Please copy the lines of the records below word for word, from the line containing "In the photograph above, where can the saddle pad" through the end of the records, both ends included.
** START OF DATASET RECORDS **
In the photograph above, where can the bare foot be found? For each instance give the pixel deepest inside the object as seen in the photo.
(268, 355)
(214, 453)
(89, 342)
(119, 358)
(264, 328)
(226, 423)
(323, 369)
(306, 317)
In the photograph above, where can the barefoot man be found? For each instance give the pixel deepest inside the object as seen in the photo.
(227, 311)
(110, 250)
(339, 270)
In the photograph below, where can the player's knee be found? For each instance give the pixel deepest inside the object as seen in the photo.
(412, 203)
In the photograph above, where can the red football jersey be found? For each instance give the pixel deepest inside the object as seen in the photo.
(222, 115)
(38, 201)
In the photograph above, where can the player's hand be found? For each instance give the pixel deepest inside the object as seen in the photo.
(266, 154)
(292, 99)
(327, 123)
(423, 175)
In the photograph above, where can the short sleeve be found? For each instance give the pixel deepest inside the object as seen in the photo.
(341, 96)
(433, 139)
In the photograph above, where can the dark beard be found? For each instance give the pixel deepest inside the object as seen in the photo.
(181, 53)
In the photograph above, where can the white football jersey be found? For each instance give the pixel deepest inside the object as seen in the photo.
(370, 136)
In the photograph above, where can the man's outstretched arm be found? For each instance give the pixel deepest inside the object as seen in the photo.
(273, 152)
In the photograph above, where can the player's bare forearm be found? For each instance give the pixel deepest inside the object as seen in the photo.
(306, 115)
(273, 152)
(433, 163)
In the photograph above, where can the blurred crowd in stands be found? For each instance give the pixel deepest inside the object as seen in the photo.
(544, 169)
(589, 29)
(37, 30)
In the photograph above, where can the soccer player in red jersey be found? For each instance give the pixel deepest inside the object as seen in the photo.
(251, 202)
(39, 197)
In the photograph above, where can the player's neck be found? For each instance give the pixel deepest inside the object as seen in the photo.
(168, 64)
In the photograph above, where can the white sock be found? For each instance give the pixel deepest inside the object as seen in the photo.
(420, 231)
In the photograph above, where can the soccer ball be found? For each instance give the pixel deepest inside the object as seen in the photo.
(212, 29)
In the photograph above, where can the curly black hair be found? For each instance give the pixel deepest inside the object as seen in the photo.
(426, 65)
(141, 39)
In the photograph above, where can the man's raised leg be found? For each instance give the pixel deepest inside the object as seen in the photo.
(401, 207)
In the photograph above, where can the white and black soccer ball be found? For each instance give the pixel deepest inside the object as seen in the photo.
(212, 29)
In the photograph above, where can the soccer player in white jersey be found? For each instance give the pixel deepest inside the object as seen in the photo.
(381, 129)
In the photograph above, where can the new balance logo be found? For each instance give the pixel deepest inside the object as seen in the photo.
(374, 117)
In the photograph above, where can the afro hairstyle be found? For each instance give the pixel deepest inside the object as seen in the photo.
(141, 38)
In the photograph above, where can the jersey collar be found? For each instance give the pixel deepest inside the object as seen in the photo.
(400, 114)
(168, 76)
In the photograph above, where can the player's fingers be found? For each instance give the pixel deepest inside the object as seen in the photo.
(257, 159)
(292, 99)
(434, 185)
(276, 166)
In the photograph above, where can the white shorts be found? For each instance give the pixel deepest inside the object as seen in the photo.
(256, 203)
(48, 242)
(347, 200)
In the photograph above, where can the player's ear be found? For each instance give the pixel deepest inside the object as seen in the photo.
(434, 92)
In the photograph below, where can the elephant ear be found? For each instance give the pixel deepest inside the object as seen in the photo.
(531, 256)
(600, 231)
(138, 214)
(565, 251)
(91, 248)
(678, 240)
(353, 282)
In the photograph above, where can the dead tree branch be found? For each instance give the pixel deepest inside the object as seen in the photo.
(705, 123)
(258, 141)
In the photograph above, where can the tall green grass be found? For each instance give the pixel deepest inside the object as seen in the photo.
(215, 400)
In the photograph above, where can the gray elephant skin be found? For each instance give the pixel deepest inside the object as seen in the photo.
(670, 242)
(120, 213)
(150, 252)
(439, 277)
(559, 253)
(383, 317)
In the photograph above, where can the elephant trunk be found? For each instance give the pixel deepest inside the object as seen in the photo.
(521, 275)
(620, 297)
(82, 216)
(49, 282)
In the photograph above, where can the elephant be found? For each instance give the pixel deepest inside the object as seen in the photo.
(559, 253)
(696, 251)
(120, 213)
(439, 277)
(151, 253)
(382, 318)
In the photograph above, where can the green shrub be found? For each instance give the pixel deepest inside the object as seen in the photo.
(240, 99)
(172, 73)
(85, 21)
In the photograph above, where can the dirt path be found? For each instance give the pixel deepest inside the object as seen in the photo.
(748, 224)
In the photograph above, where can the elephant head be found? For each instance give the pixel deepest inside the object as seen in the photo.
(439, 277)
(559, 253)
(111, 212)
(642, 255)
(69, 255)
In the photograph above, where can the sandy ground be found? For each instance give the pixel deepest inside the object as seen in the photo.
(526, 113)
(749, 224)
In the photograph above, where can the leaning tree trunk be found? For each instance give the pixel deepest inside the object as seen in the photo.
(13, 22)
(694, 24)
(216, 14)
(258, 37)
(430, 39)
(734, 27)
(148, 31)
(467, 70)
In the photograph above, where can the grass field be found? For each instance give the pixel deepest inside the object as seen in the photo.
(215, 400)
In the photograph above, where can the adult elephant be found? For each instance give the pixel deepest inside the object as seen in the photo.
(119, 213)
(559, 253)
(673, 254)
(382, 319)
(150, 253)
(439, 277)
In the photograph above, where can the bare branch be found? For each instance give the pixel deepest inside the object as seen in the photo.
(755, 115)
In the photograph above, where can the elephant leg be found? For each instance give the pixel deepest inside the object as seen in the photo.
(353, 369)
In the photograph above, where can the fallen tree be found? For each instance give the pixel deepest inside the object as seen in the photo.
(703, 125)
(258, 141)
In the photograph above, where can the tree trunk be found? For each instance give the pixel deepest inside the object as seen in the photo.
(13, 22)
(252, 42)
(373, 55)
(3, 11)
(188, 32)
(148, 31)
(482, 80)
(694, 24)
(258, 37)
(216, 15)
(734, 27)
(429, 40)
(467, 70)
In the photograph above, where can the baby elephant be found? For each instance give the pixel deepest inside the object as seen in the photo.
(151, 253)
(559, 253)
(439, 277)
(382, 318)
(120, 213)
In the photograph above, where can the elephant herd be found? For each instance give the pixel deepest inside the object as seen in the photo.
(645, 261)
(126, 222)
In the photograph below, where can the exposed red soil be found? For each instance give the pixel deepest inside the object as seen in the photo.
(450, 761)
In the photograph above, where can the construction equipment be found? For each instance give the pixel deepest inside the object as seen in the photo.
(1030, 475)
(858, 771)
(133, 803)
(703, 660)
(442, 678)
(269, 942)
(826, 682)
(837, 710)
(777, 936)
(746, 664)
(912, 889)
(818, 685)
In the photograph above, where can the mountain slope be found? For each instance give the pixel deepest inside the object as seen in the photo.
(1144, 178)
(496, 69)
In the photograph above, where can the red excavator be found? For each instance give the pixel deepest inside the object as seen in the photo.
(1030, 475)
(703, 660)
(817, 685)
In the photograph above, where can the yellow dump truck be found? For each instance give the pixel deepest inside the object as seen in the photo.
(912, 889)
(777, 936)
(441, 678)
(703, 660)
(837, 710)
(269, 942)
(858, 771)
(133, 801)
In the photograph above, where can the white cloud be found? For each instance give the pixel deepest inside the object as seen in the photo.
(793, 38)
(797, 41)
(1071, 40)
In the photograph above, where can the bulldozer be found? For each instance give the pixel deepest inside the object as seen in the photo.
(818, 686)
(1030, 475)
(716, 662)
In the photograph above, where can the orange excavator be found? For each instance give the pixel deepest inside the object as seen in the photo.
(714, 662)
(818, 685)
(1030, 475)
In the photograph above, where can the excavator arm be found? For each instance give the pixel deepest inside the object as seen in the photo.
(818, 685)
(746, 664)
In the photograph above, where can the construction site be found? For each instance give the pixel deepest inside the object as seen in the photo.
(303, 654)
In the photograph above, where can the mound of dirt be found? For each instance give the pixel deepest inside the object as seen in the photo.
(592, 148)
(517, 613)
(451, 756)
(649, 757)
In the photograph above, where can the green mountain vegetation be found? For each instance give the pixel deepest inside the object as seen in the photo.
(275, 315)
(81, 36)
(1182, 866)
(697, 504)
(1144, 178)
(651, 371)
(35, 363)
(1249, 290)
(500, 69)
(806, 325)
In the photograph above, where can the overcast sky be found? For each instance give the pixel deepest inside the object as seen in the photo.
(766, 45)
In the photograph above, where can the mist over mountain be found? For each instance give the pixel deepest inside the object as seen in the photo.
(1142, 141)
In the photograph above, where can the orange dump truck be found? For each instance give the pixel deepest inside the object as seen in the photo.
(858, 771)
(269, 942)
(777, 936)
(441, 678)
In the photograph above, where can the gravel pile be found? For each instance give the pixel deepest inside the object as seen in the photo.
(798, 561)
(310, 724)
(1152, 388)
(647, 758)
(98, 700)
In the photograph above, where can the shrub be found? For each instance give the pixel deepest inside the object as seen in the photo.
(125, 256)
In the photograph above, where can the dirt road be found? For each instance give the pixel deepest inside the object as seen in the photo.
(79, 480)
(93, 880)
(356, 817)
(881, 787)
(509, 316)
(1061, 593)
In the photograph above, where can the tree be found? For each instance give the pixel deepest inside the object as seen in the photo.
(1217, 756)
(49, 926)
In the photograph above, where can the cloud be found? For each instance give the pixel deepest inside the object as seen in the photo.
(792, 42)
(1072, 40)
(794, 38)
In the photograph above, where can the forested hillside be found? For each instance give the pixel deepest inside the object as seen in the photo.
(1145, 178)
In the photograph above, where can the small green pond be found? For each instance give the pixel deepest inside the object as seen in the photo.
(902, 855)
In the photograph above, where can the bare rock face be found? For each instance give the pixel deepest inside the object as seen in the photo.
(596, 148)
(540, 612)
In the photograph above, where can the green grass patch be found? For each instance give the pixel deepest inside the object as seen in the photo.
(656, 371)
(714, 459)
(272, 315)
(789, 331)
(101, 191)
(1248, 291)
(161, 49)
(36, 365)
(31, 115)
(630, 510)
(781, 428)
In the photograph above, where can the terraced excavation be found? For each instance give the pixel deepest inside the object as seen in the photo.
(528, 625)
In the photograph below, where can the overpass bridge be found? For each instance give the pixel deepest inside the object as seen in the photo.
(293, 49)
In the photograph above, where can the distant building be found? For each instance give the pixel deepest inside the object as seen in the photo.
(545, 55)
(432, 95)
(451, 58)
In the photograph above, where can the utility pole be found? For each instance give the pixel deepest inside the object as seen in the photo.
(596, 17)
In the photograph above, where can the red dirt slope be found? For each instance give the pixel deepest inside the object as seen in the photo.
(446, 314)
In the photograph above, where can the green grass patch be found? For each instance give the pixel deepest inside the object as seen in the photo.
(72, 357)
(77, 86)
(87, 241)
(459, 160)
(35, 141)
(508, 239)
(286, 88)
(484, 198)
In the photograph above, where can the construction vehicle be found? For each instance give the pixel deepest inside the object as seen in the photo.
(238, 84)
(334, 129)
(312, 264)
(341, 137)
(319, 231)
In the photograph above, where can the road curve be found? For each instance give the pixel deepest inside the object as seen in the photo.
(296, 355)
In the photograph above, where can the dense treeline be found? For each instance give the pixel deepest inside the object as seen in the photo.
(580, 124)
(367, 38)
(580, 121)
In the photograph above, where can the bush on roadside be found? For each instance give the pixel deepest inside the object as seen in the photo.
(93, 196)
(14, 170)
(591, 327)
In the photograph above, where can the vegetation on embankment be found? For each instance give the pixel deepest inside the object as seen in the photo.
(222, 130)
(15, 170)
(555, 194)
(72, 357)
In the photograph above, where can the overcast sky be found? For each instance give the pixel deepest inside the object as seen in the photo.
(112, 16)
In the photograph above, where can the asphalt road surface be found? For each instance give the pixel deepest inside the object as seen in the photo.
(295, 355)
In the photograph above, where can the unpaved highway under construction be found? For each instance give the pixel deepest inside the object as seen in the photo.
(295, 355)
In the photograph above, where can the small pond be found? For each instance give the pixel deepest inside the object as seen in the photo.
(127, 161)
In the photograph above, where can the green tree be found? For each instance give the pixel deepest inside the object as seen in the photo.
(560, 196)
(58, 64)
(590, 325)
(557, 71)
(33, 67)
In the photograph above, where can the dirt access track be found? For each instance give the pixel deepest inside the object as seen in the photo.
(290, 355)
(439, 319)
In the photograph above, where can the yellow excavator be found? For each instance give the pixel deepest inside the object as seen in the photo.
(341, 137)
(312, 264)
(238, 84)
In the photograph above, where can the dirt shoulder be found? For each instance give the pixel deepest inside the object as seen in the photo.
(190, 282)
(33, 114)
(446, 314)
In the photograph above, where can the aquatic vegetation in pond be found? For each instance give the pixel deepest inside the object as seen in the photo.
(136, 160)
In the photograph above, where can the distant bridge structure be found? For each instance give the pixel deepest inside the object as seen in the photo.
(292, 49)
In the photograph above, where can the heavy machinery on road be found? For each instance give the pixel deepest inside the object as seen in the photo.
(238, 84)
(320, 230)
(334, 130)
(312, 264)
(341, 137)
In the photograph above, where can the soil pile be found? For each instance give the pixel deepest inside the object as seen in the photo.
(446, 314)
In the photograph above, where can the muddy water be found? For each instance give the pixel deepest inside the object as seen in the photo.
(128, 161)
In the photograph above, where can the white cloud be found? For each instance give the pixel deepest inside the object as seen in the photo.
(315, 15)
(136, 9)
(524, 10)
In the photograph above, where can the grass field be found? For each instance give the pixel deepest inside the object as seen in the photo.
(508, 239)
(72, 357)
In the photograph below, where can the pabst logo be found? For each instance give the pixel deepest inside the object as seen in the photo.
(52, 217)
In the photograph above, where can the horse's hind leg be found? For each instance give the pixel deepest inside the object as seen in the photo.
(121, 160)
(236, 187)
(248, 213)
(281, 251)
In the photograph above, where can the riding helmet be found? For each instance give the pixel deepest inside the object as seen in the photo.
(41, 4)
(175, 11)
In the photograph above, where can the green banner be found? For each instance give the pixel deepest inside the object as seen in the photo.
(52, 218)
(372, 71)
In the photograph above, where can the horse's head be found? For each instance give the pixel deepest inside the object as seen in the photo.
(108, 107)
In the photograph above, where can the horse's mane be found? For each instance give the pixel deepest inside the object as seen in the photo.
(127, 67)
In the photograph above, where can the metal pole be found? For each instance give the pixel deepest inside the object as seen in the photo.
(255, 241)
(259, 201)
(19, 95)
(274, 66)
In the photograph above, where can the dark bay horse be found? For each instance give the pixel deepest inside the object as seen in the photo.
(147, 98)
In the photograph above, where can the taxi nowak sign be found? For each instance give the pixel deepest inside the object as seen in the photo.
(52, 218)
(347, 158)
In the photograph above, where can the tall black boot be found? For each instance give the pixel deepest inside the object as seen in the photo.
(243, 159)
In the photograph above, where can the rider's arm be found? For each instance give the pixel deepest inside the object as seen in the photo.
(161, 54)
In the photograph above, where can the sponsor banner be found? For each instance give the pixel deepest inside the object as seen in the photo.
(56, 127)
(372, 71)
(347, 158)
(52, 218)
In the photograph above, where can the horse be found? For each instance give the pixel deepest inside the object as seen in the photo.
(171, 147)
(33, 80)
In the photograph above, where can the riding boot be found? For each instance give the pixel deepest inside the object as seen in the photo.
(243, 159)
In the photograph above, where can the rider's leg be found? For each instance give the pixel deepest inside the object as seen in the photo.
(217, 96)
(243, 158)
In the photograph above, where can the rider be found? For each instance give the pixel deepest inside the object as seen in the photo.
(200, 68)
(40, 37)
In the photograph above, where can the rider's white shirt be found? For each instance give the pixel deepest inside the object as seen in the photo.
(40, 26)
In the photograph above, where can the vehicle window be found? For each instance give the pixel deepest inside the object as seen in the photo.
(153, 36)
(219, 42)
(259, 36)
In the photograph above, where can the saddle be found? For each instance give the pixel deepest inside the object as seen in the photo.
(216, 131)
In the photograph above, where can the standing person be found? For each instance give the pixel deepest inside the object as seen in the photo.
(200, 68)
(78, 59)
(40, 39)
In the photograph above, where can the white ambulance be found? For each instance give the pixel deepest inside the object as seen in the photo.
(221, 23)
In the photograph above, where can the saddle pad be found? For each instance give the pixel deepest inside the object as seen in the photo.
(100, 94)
** END OF DATASET RECORDS **
• SOLUTION TO THE EXERCISE:
In the photograph above, where can the saddle pad be found? For each instance give the pixel deepest inside the object as seen in the photo.
(100, 94)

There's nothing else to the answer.